#### TEXT SECTION:

His mother never bought name brands but always bought quality. As kids, the family lived in toughskins, not Levi’s. And Jim absorbed the lesson: “if it’s built well, and the price is right, you’re a fool not to grab it.”
That instinct sharpened at Maas Brothers during college, where he had first crack at the clearance racks. If something was 100% wool or Ralph Lauren and remotely his size—no matter the color—it went home with him. His contrarian streak came early: while others paid full retail, he hunted quality where nobody else bothered to look.
Even late-night pizza revealed a pattern. Before the age of “Hot-N-Ready,” Jim would drive to local pizza places just before closing, asking whether they’d made any mistakes. More often than not, he’d walk out with a full pie for $5. It wasn’t about cheapness—it was about spotting overlooked value. He didn’t yet know it, but the surplus business was in his DNA.
After college, Jim joined The Home Depot because of his grandfather, the only grandfather he knew—an old-school machinist who could make anything with his hands. Jim wanted to be like him. Retail taught him products, customers, and hustle—but retail hours wear a man out once he starts a family. So he pivoted.
When Buildscape arrived in the late 90s, Jim recognized the opening: surplus, closeouts, oddball inventories—the place where mispriced opportunity met practical value. He found home.
Buildscape became a catalyst for the first generation of online “opportunity buys,” including legendary promotions such as “Power Tools Starting at $1!” and wild liquidation events—like the time American Standard needed to unload five truckloads of rainbow-colored toilets. A plumbing dealer in Michigan bought the entire set for his annual sidewalk sale and turned the clearance pile into a crowd-drawing success story.

#### INFORMATION SHOWN:

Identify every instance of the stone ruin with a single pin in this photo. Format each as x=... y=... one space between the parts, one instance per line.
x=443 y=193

#### APPLY WHAT YOU READ:
1. In the text about Jim, what did American Standard need to unload in one of Buildscape's liquidation events?
2. Extract the stretch of the text about Jim from "Even late-night pizza" through "in his DNA.".
3. Write what comes next in the text about Jim, picking up after its final sentence.

#### RESULTS OF THE TASKS:
1. Five truckloads of rainbow-colored toilets.

2.
Even late-night pizza revealed a pattern. Before the age of “Hot-N-Ready,” Jim would drive to local pizza places just before closing, asking whether they’d made any mistakes. More often than not, he’d walk out with a full pie for $5. It wasn’t about cheapness—it was about spotting overlooked value. He didn’t yet know it, but the surplus business was in his DNA.

3.
When the Dot Com bubble burst and Buildscape was eventually dissolved, Jim co-founded Surplus-Liquidation, Inc. (2001). What began as wholesale grew into a chain of five retail surplus stores under the Contractors Best and Home Renovation Outlet brands. Retail took a beating in the 2007 recession, but wholesale—the heart of the operation—kept thriving.
Today, through HG Liquidations (formerly Home Center Closeouts), Jim continues what he loves: finding overlooked value, solving problems for manufacturers, and helping surplus lumberyards and discount home-improvement outlets make strong margins with quality products. His business is built on Covey’s principle of trust as a speed advantage: straightforward dealing, no games, no smoke and mirrors—just honest numbers, fast communication, and deals that help both sides win.
Jim still loves the thrill of the hunt. He still has a nose for quality. And he still believes the best opportunities live where most people don’t bother to look.